Page extract

# 67 Trunk Decals



## EVERS3 (May 18, 2012)

Trying to identify the correct location(s) for the jacking instruction and jack storage decals on the interior trunk lid of a 67? I have seen them stacked both in the center recess area and also jacking instruction center recess area and jack storage right recess area. Which is correct?


----------



## chuckha62 (Apr 5, 2010)

I'll post a pic of mine tomorrow. It's still original, so at least you'll see where they are on one car. I'd do it tonight, but I tucked my car away while I was away for a long weekend and I haven't retrieved it yet.


----------



## EVERS3 (May 18, 2012)

That would be great, I am determined to get my car back to as close to "correct" as possible. So much conflicting info out there, even between the major parts suppliers and resto books, anything from an original car would be more than helpful.


----------



## chuckha62 (Apr 5, 2010)

All right, here goes... I posted three, so you can see the exact placement within each well, if that matters...

Chuck


----------



## EVERS3 (May 18, 2012)

Thanks Chuck, Huge help, every little detail brings these cars closer to original. By the way, really nice car!!


----------



## chuckha62 (Apr 5, 2010)

Thanks! Glad to help. This car fell in my lap two years ago and I'm super happy with it!


----------

Extracted entries
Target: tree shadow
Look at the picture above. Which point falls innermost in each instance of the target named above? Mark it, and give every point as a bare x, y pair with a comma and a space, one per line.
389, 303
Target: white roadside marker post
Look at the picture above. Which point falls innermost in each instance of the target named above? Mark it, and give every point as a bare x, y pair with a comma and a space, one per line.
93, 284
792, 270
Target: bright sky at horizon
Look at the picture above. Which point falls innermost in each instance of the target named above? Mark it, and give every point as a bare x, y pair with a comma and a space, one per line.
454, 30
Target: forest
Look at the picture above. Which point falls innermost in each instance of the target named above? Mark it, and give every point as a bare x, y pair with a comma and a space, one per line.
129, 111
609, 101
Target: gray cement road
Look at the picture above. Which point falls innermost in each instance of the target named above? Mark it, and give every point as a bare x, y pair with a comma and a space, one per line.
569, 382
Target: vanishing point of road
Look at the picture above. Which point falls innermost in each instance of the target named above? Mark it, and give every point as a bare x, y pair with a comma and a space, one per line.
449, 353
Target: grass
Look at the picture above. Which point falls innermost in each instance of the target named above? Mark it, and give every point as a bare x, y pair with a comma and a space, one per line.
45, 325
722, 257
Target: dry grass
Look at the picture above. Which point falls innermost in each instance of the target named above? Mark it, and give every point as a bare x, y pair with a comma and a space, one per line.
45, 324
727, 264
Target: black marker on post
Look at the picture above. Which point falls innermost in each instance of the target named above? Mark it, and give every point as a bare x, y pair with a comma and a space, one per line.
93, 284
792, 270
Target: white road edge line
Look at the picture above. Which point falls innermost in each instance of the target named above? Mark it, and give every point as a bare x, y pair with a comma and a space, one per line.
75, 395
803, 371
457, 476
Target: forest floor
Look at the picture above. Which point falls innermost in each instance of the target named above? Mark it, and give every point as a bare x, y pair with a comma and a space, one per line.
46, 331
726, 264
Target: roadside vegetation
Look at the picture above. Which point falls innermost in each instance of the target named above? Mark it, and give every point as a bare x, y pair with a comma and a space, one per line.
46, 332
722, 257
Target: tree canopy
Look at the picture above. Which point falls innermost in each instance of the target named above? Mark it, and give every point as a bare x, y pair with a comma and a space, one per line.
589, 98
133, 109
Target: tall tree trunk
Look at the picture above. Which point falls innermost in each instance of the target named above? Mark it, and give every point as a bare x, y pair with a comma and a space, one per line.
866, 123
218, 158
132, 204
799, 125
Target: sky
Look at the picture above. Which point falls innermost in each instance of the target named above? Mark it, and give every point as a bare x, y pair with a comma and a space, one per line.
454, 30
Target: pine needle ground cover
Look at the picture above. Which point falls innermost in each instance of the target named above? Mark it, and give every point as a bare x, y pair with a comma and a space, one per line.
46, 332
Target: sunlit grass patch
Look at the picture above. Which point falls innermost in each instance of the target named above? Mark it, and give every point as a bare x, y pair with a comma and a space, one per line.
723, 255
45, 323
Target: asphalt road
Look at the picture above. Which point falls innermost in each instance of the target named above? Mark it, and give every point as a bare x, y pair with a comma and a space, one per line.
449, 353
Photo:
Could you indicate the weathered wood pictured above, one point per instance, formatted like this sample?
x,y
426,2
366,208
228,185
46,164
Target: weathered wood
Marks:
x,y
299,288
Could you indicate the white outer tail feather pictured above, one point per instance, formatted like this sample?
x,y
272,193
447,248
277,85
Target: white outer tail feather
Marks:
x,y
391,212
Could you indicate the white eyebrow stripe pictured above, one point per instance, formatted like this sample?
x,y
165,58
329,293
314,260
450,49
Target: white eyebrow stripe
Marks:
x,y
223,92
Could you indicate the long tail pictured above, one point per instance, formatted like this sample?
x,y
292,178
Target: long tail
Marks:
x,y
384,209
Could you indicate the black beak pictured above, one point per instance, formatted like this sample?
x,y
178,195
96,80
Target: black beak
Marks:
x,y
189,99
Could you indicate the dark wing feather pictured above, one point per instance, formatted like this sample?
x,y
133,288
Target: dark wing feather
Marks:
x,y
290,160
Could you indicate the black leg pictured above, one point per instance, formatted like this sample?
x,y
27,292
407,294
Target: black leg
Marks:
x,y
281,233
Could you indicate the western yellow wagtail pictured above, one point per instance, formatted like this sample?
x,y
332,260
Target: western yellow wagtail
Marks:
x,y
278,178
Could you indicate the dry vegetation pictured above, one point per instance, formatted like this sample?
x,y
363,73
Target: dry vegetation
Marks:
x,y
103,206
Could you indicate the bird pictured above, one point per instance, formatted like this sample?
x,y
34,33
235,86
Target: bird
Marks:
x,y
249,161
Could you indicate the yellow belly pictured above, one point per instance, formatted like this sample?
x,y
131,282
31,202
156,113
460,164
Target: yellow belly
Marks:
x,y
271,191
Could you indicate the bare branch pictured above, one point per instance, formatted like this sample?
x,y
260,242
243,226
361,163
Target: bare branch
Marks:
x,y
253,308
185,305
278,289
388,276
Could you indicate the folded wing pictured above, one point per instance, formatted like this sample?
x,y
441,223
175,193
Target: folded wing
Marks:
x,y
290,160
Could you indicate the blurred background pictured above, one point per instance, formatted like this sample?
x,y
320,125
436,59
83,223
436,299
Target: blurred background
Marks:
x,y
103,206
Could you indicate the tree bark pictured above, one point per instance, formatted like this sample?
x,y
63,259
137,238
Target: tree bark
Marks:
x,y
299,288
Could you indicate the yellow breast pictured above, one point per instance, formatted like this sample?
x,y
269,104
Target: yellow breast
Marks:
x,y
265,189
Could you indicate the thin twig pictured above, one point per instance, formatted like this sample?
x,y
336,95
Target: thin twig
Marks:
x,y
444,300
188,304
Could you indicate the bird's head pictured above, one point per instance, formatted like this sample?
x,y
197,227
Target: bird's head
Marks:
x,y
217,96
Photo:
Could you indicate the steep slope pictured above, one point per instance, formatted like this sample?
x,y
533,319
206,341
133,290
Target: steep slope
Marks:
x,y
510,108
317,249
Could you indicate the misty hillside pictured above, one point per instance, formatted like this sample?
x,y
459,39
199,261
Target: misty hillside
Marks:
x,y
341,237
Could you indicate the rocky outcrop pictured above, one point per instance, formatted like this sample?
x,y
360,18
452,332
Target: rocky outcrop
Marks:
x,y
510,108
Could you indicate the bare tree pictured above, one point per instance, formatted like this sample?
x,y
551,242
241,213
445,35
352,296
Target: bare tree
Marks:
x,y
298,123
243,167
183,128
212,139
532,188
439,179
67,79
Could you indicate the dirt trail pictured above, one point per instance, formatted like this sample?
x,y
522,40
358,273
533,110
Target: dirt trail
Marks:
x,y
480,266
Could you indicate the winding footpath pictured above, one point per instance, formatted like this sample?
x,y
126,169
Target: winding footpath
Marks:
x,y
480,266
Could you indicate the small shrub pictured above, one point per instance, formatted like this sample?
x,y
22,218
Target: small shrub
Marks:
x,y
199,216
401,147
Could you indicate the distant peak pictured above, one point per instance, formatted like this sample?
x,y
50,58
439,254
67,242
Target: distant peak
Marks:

Task instructions
Answer each question from the trunk decal thread.
(a) On what part of the car do the jacking instruction and jack storage decals go, according to the opening post?
(b) Why did chuckha62 not post a picture the same night he offered to?
(c) How many pictures did chuckha62 say he posted?

Exercise answer
(a) The interior trunk lid.
(b) He had tucked the car away while he was gone for a long weekend and had not retrieved it yet.
(c) Three.